(提示された文章):
2005年に学術雑誌『Pharmacology Biochemistry and Behavior』に掲載された中国の比較研究でも、アンジェリカの精油に幅広い抗不安作用があり、不安関連障害および社会的失敗に対しての有用性が示唆[4]されています。こうした研究や伝統的に使用されてきたことから、アンジェリカ精油はストレスや神経疲労・頑張り過ぎで参ってしまった状態からの回復・ストレスへの耐性やメンタル面での打たれ強さが欲しい時のサポーターとして使用されています。気持ちを落ち着ける働きもありますから、イライラや過興奮・ショック状態などの緩和にもつながる可能性もあるでしょう。ハーブピローに用いられることがあるのもこうした鎮静・リラックス効果を期待しての部分が大きいのかもしれません。

また、アンジェリカは少量で刺激作用・量が増えると鎮静作用をもたらすという説もあります。このため憂鬱感から抜け出せない時・不安感に苛まれている時に、心を落ち着けると共に前向きさ・やる気を蘇らせるサポートも期待できるでしょう。不安と力の“力”の部分と言えますね。上で紹介した中国の研究でも示唆されているように、アンジェリカは失敗や過去の嫌な思い出の影響を抑えてくれる精油と評すからもいらっしゃいます。有効性が認められたものではありませんが、精神的に弱っていて嫌なことを思い出す・引きずっているという時に香らせてみても良さそうですね。

肉体面への作用と効果

伝統的にアンジェリカは鼓腸・食食不振・胃炎など消化器系の不調に対して用いられてきました。現在でもリラックス効果が期待できること、2010年にはマウスを対象としたインドの研究で抗痙攣作用が示されている[5]ことから、消化器系の不調を和らげる働きを持つのではと期待されています。精神面への働きかけと合わせて拒食症の改善サポートなどに取り入れられることもあるそうですし、神経性の消化不良や下痢・便秘・胃痛などの緩和につながる可能性もあるでしょう。体内システムの働き全体を高める=体全体の強壮効果がある精油であると紹介されることも[6]あります。

(作業の手順):
上に示したアンジェリカ精油についての文章を、最後の文に続けて書き進めてください。

(データ):
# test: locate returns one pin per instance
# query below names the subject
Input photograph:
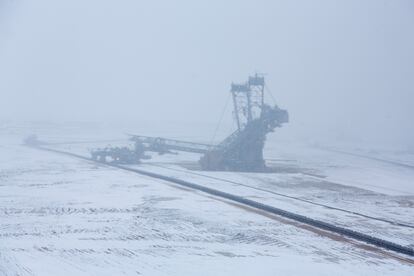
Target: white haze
(343, 69)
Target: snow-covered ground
(63, 216)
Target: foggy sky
(341, 68)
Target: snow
(64, 216)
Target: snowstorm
(206, 137)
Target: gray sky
(340, 67)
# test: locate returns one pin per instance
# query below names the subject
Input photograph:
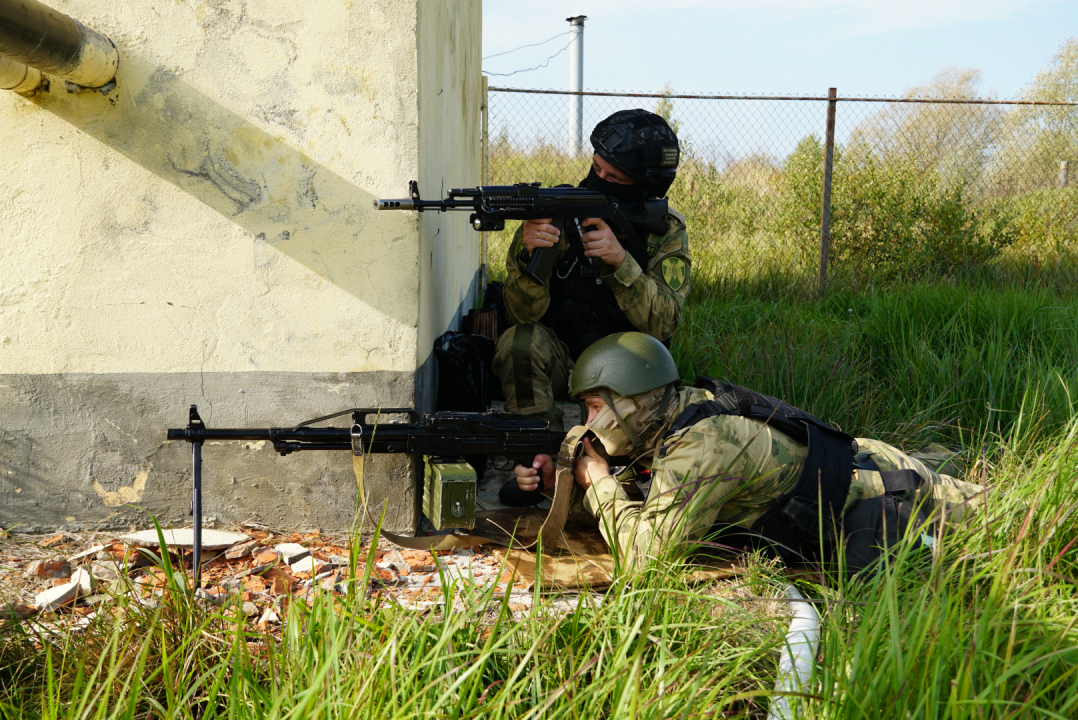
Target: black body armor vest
(811, 512)
(582, 307)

(期待される出力):
加えてA. archangelicaの根から抽出された精油、つまりアンジェリカルートオイルにはクロストリジウム・ディフィシレ菌やカンジダ・アルビカンスなどに対しての抗菌活性があることも報告されています[5]。こうした抗菌性からも古い時代には消化器系の治療に用いられていた可能性がありますし、伝統医療の中では去痰・鎮咳作用を持つと考えられていることから風邪やアレルギー性鼻炎などの呼吸器系の不調ケアにも活用されています。抗炎症作用が期待できることから花粉症軽減に、抗ウイルス作用が期待できるという説から空気浄化や風邪予防に使われることもあるようです。

ちなみに、伝統的に血中の過剰な尿酸を低下させ痛風やリウマチ・関節炎の軽減に良いハーブとして使用されてきた[2]と紹介されることもありますが、こちらはおそらくチンキや精油を服用する海外の情報。日本では精油の飲用は禁止されていますから、有効性はあまり期待しない方が良いでしょう。ただし血行促進・加温作用があるという説もありますから、冷えによって悪化している関節炎やリウマチなどの痛みの軽減に役立つ可能性はあります。そのほかリンパ系の働きを高めるという説もあり、血行促進とあわせてむくみ・セルライトケアのマッサージに使用する方もいらっしゃるようです。

女性領域でのサポートも期待

アンジェリカは和名で西洋当帰と呼ばれます。当帰と言えば“当帰芍薬散”のように冷えや女性特有の不調改善の漢方薬に使われている生薬であり、アンジェリカもマジョラムなどと同じく“エメナゴーグ(Emmenagogue)”と呼ばれるハーブの1つに数えられています[6]。エメナゴーグは子宮を刺激することで月経や子宮出血を促したりホルモン調整を行うなどの作用の事。このためアンジェリカは女性領域のサポートに用いられることも多い精油であり、中国ではアンジェリカの根を「女性の高麗人参」と評する[2]こともあるようです。

アンジェリカにはエストロゲンの分泌バランスを調整する働きが期待されており、民間療法ではエストロゲン分泌低下によって起こる更年期障害の諸症状軽減・PMS(月経前症候群)や月経不順など幅広い月経トラブルの改善にも取り入れられています。ただしアンジェリカがホルモンバランスへの働きかけを持つかについては十分なデータがなく信憑性が低いことも指摘されていますから、過剰な期待は避けましょう。精神面への働きかけと合わせて更年期障害やPMSによる精神的不快感の軽減サポートに香らせてみる程度にすることをお勧めします。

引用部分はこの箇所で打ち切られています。